◆ Given text:
================================
Commands and Auxiliary Programs

Core Subcommands

The core elements of the Hybran pipeline can be run separately, but they are being added incrementally:

hybran onegene : Unify names of gene duplicates.

hybran onegene

onegene is used to process the reference annotations to avoid inconsistent matching to different instances of (near-)identical genes. It solves the problem by assigning a single generic name to all instances, while storing the original name in each feature's gene_synonym qualifier. The unified generic name propagates to the input samples' final annotations, but if this is not desired, you can use hybran standardize on the output annotations to restore the original names.

Auxiliary Programs

Hybran comes with associated functionality that can be run independently. These are either not part of the pipeline at all or not a component in their own right. These tools are:

hybran compare : Compare two annotations of the same genome

hybran standardize : Remove generic gene names.

hybran compare

Given two annotations in genbank format, hybran compare will produce a breakdown of how the features from each annotation relate to each other (currently only CDS types) into the following categories:

  • co-located : features with identical coordinates. We don't call the features themselves "identical" because they may have been functionally annotated differently. All co-located genes are excluded from further comparison.
  • conflicting : genes that overlap in-frame, but without identical coordinates.
  • unique : genes that either do not overlap at all, or overlap out-of-frame. The report files for this include an extra column listing all overlapping features (except for any determined to be co-located with another feature) from the other annotation.

A summary report is produced listing the counts of features/pairs in each category. For conflicting genes, a count of the distinct features from each annotation is shown, as genes (in particular, pseudogenes) can potentially conflict with multiple annotations. The summary further includes a breakdown of named genes. Checking whether a gene has a name at all is a cursory check of whether anything is known about a CDS according to the annotation. When submitting a hybran-produced annotation for comparison, be sure to first run hybran standardize to remove the generic placeholder names, as these will skew the counts. For the co-located and conflicting categories, there is an additional count for "differentially named" genes. This is a count of pairs where one annotation assigned a name and the other did not, and vice versa.

An additional set of reports focusing on pseudogenes is also generated. This is a strict subset of the data from the standard reports.

hybran standardize

hybran leaves no gene without a name and only assigns names from genes in your provided references. Genes that only had ab initio-predicted gene names have them relegated to the gene_synonym field to avoid propagation during the hybran pipeline. The result is that if no reference gene name could be assigned, or if a gene is duplicated in the reference genome, a generic name is generated and assigned.

Generic gene names allow easy matching of hybran-identified homologs within and between your samples. For the purposes of uploading your annotation to a public database, however, these names should not be kept. hybran standardize will remove all these generic names and replace them, wherever possible, with a reference name (for reference duplicates that had been grouped under a generic name) or the ab initio predicted name.
================================
◆ Available data:
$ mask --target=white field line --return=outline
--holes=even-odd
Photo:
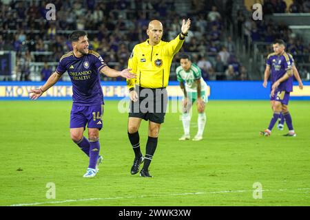
[[[271,191],[289,191],[289,190],[310,190],[310,188],[303,188],[297,189],[275,189],[275,190],[262,190],[262,192],[271,192]],[[221,193],[238,193],[238,192],[251,192],[253,190],[225,190],[225,191],[216,191],[216,192],[184,192],[184,193],[171,193],[171,194],[162,194],[162,195],[136,195],[136,196],[123,196],[123,197],[105,197],[105,198],[88,198],[88,199],[68,199],[63,201],[51,201],[44,202],[34,202],[32,204],[12,204],[10,206],[41,206],[45,204],[65,204],[68,202],[77,202],[77,201],[100,201],[100,200],[110,200],[110,199],[138,199],[145,197],[173,197],[173,196],[183,196],[183,195],[203,195],[203,194],[221,194]],[[310,193],[310,192],[309,192]]]

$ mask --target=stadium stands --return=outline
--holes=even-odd
[[[278,38],[288,43],[287,50],[295,56],[302,78],[307,79],[309,75],[310,42],[287,25],[276,23],[272,15],[253,21],[242,1],[50,1],[56,6],[55,21],[45,19],[48,1],[0,3],[0,51],[17,53],[13,74],[0,80],[43,80],[41,71],[54,69],[61,56],[71,50],[68,35],[74,30],[87,32],[90,47],[110,66],[125,68],[133,46],[146,39],[150,19],[163,21],[163,40],[169,41],[179,32],[182,18],[187,16],[193,25],[180,52],[200,63],[206,80],[261,80],[270,43]],[[309,1],[294,1],[289,6],[283,2],[265,1],[265,14],[309,12]],[[172,65],[172,80],[176,79],[178,61],[177,55]],[[64,76],[63,80],[70,79]]]

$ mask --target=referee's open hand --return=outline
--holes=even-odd
[[[42,90],[40,89],[30,89],[30,91],[28,91],[28,94],[30,96],[30,99],[32,100],[36,100],[38,98],[39,98],[42,94],[43,94]]]
[[[130,72],[132,69],[125,69],[121,72],[121,76],[125,78],[136,78],[136,75],[135,74]]]
[[[134,102],[138,101],[138,94],[136,93],[136,91],[134,90],[131,91],[130,94],[130,100]]]
[[[187,21],[185,23],[185,19],[182,20],[182,27],[181,31],[183,34],[187,34],[189,28],[191,27],[191,20],[187,19]]]

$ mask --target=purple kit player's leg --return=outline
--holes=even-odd
[[[273,115],[270,120],[269,125],[268,129],[265,130],[264,131],[260,131],[260,135],[264,136],[269,136],[271,133],[271,130],[273,128],[276,123],[278,122],[278,120],[280,118],[280,115],[282,111],[282,103],[281,100],[279,100],[279,97],[278,96],[278,94],[281,93],[281,91],[275,91],[275,96],[273,97],[271,97],[271,100],[274,100],[273,104]]]
[[[283,113],[282,112],[280,113],[279,117],[279,122],[278,123],[277,128],[278,130],[282,131],[284,128],[284,122],[285,122],[285,118],[283,116]]]
[[[70,114],[70,129],[80,129],[85,128],[87,119],[83,114],[83,111],[85,110],[85,107],[72,105]],[[90,157],[90,142],[88,140],[83,136],[83,129],[74,129],[76,131],[71,131],[71,137],[79,147],[84,152],[87,157]],[[81,138],[81,137],[82,137]]]
[[[77,142],[74,142],[79,147],[80,149],[84,152],[88,157],[90,157],[90,142],[84,136]]]
[[[89,139],[90,148],[90,164],[88,168],[92,169],[96,169],[96,166],[99,156],[100,151],[100,143],[99,138]]]
[[[289,129],[289,133],[285,136],[291,136],[291,137],[295,137],[296,136],[296,133],[294,131],[294,129],[293,127],[293,122],[291,120],[291,114],[289,113],[287,105],[289,104],[289,92],[285,93],[285,96],[283,98],[282,104],[283,104],[283,109],[285,111],[283,111],[283,117],[285,119],[285,122],[287,122],[287,127]]]
[[[100,143],[99,131],[103,126],[102,116],[103,105],[88,107],[87,111],[85,113],[87,117],[88,140],[90,141],[90,164],[89,168],[98,169],[99,159]],[[100,161],[101,162],[101,161]]]

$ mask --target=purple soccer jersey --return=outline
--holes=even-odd
[[[103,104],[103,93],[100,84],[100,70],[106,66],[101,56],[92,50],[77,58],[70,52],[62,56],[56,72],[66,71],[72,83],[73,104],[79,106]]]
[[[85,127],[99,129],[103,126],[103,105],[78,106],[72,104],[70,113],[70,129]]]
[[[278,56],[274,53],[268,56],[266,64],[271,67],[271,85],[282,77],[287,70],[291,69],[294,65],[293,56],[285,52],[282,55]],[[293,91],[293,76],[289,77],[287,80],[281,82],[278,87],[278,91],[285,91],[291,92]]]

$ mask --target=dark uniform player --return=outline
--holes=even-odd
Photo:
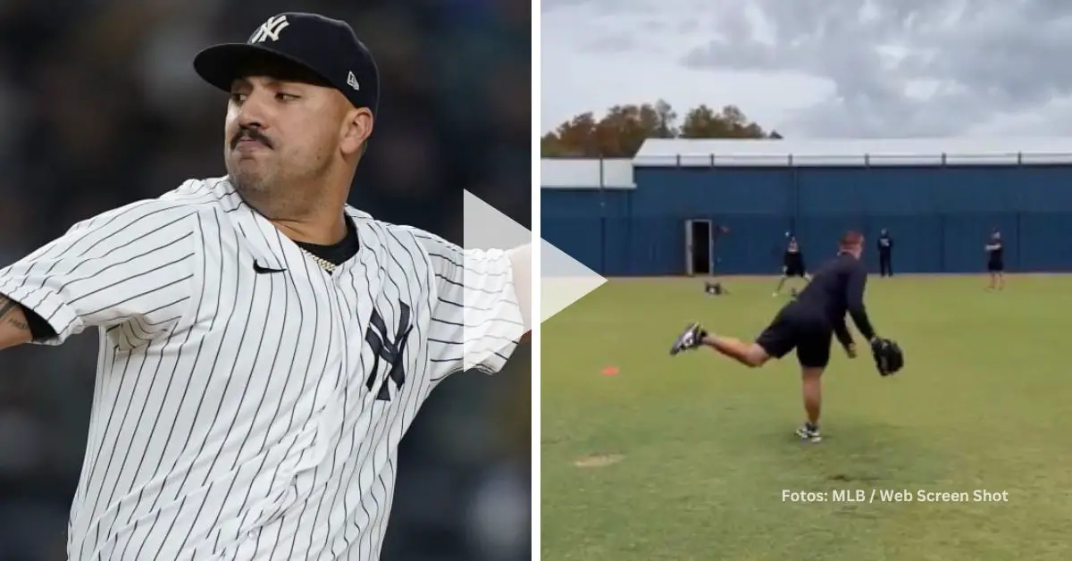
[[[774,289],[774,294],[771,296],[780,294],[781,287],[786,285],[786,280],[792,277],[800,277],[804,279],[805,283],[812,280],[807,274],[807,267],[804,265],[804,252],[801,251],[801,245],[796,241],[795,236],[789,236],[789,243],[781,256],[781,279],[778,280],[778,287]]]
[[[1001,233],[997,230],[991,234],[991,241],[986,245],[986,271],[991,274],[991,285],[988,290],[1004,289],[1004,242],[1001,241]]]
[[[891,253],[893,253],[893,238],[890,237],[889,231],[882,228],[882,232],[878,235],[879,277],[893,277],[893,262],[891,261]]]
[[[745,366],[756,368],[763,366],[772,357],[781,358],[795,349],[803,375],[804,409],[807,412],[807,422],[796,430],[796,434],[803,440],[818,442],[821,440],[821,377],[830,363],[833,337],[837,336],[849,358],[857,356],[855,344],[845,324],[845,314],[852,316],[857,328],[870,342],[876,361],[880,359],[880,355],[884,356],[888,349],[896,348],[892,341],[875,335],[864,309],[867,269],[860,262],[863,239],[855,232],[843,236],[837,256],[816,272],[814,280],[795,300],[778,311],[755,342],[715,335],[694,323],[678,337],[670,354],[676,355],[682,351],[708,345]],[[899,355],[899,348],[896,353]],[[892,371],[883,371],[880,366],[880,372],[887,375],[899,368],[898,365],[890,369]]]

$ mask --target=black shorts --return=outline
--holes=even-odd
[[[786,257],[781,265],[781,272],[786,277],[803,277],[807,269],[804,267],[804,257]]]
[[[830,345],[834,329],[820,312],[789,302],[756,339],[756,343],[774,358],[796,350],[796,361],[804,368],[825,368],[830,364]]]

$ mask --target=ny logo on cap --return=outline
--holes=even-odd
[[[291,25],[291,23],[286,20],[286,16],[269,17],[268,20],[260,26],[260,29],[257,29],[257,32],[253,33],[253,36],[250,38],[250,43],[264,43],[268,40],[279,41],[280,31],[286,29],[286,26],[288,25]]]

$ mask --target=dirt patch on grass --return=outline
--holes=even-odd
[[[574,466],[578,468],[606,468],[624,459],[625,456],[622,456],[621,454],[593,454],[591,456],[578,458],[577,461],[574,462]]]

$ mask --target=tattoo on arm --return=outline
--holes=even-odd
[[[29,333],[30,326],[27,325],[25,320],[23,320],[23,314],[12,313],[13,311],[20,311],[19,304],[11,298],[8,298],[6,296],[0,296],[0,321],[20,331]]]

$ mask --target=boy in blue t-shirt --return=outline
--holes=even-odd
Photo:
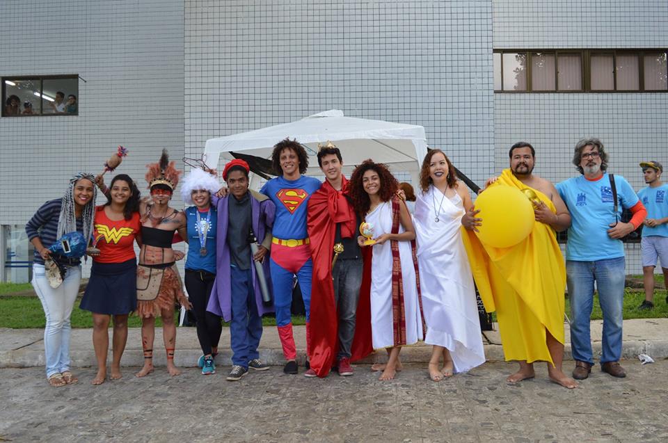
[[[661,182],[663,166],[658,161],[643,161],[640,167],[645,183],[649,186],[638,192],[647,209],[640,241],[645,300],[638,309],[651,309],[654,307],[654,269],[658,259],[661,261],[665,284],[668,287],[668,184]]]
[[[269,261],[278,337],[287,360],[283,372],[298,372],[296,348],[292,335],[290,306],[292,280],[297,276],[306,309],[306,348],[309,343],[311,276],[313,261],[306,227],[308,199],[322,184],[317,179],[302,175],[308,168],[306,150],[296,140],[285,138],[271,153],[273,169],[280,175],[267,182],[260,192],[276,206]]]

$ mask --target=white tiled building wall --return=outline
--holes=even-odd
[[[493,169],[491,12],[486,1],[189,0],[186,152],[337,108],[424,126],[480,183]]]
[[[668,2],[520,2],[494,0],[494,49],[668,47]],[[668,93],[495,94],[495,163],[525,140],[536,150],[535,171],[555,182],[579,174],[571,163],[578,140],[598,137],[609,170],[638,191],[638,163],[668,163]],[[639,245],[627,246],[627,271],[642,273]]]
[[[129,155],[117,172],[143,192],[144,166],[163,147],[180,160],[183,11],[183,0],[0,1],[0,76],[85,80],[77,116],[0,118],[0,224],[25,224],[73,173],[101,172],[118,145]]]

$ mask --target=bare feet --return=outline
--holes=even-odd
[[[452,360],[445,360],[443,362],[443,368],[440,370],[440,373],[443,374],[443,377],[452,377],[454,371],[454,364],[452,363]]]
[[[530,380],[535,376],[536,374],[534,373],[533,368],[531,368],[530,369],[520,369],[511,376],[508,376],[508,378],[506,378],[506,381],[510,383],[516,383],[522,381],[523,380]]]
[[[395,376],[397,375],[397,369],[390,365],[385,365],[385,371],[383,371],[383,373],[381,374],[381,376],[378,378],[379,380],[381,381],[388,381],[390,380],[394,380]]]
[[[111,375],[109,376],[109,380],[120,380],[122,378],[123,375],[120,373],[120,368],[115,368],[112,366]]]
[[[387,363],[374,363],[371,365],[371,370],[374,372],[377,372],[379,371],[385,371],[385,367],[387,367]],[[401,372],[401,369],[404,369],[404,367],[401,365],[401,362],[399,362],[397,363],[397,367],[395,368],[396,372]]]
[[[550,373],[550,380],[557,385],[561,385],[569,389],[575,389],[578,386],[578,382],[556,368],[550,369],[548,372]]]
[[[97,375],[96,375],[95,378],[93,379],[93,381],[90,382],[90,384],[94,386],[102,385],[104,382],[105,378],[106,378],[106,368],[104,369],[98,369]]]
[[[429,362],[429,378],[433,382],[440,382],[443,379],[443,374],[438,370],[438,363]]]
[[[172,377],[181,375],[181,371],[174,366],[173,363],[167,362],[167,372],[169,373],[169,375]]]
[[[144,367],[141,369],[141,371],[134,374],[135,377],[145,377],[148,374],[153,372],[153,364],[152,363],[144,363]]]
[[[77,378],[77,376],[72,373],[70,371],[63,371],[62,375],[63,380],[64,380],[65,382],[67,385],[74,385],[79,382],[79,378]]]

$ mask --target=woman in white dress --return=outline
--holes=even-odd
[[[371,266],[371,330],[374,348],[385,348],[379,380],[392,380],[401,370],[401,346],[422,339],[417,286],[415,232],[406,204],[397,195],[398,182],[387,166],[367,160],[353,172],[349,184],[355,208],[373,227]],[[364,246],[365,238],[358,239]]]
[[[434,345],[429,378],[440,381],[485,362],[473,277],[461,239],[461,217],[473,206],[454,168],[440,150],[422,161],[413,219],[420,292]],[[443,356],[443,366],[439,367]]]

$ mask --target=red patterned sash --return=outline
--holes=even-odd
[[[392,234],[399,234],[399,200],[392,199]],[[392,248],[392,317],[395,346],[406,344],[406,309],[404,303],[404,277],[401,273],[401,259],[399,253],[399,242],[391,240]],[[420,304],[420,316],[422,319],[422,331],[424,328],[424,316],[422,315],[422,298],[420,291],[420,273],[418,269],[418,255],[415,253],[415,241],[411,241],[413,266],[415,269],[415,282],[418,286],[418,300]],[[424,337],[420,337],[423,339]]]

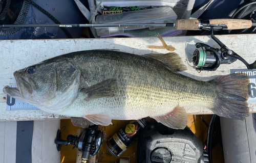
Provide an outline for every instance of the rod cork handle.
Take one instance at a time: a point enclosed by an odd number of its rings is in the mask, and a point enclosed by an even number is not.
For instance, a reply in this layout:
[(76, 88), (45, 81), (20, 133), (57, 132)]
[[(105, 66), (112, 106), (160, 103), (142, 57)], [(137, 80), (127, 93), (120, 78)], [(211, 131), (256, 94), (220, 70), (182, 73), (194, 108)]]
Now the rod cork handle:
[(227, 30), (239, 30), (251, 27), (252, 22), (250, 20), (234, 19), (219, 19), (209, 20), (210, 24), (225, 24)]
[(174, 21), (175, 30), (199, 30), (199, 20), (198, 19), (180, 19)]

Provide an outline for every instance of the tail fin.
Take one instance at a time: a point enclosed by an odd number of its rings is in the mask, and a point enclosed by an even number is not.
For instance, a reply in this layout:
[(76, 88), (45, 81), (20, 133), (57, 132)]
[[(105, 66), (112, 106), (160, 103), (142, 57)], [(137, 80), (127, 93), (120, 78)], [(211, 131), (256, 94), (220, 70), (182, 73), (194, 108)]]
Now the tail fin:
[(249, 98), (248, 84), (250, 80), (246, 76), (231, 74), (217, 77), (220, 95), (216, 104), (211, 110), (217, 115), (234, 119), (243, 120), (248, 116)]

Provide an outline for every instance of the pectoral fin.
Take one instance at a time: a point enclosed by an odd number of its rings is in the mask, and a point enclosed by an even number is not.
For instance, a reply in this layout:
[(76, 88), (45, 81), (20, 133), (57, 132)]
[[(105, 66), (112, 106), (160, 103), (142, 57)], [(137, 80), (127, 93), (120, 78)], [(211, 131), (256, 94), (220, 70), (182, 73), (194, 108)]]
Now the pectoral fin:
[(89, 100), (101, 97), (113, 96), (116, 92), (117, 83), (114, 79), (109, 79), (87, 88), (82, 88), (80, 91), (87, 94), (86, 100)]
[(112, 119), (109, 116), (101, 115), (88, 115), (84, 117), (95, 124), (108, 126), (112, 124)]
[(162, 116), (151, 117), (157, 122), (174, 129), (184, 129), (187, 123), (187, 116), (183, 107), (175, 107), (173, 111)]

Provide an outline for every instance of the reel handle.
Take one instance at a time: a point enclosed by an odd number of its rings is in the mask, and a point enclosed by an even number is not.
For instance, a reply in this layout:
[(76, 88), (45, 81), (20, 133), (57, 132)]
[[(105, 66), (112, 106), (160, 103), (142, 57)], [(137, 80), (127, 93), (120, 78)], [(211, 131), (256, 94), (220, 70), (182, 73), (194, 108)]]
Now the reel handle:
[(175, 21), (175, 30), (201, 30), (204, 27), (209, 28), (212, 26), (225, 27), (222, 30), (239, 30), (248, 29), (251, 27), (252, 22), (250, 20), (235, 19), (217, 19), (208, 21), (202, 21), (199, 19), (180, 19)]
================================
◆ Exercise details: From the Hybran commands text above, list every category into which hybran compare sorts the features of two annotations.

◆ Result of the exercise:
co-located
conflicting
unique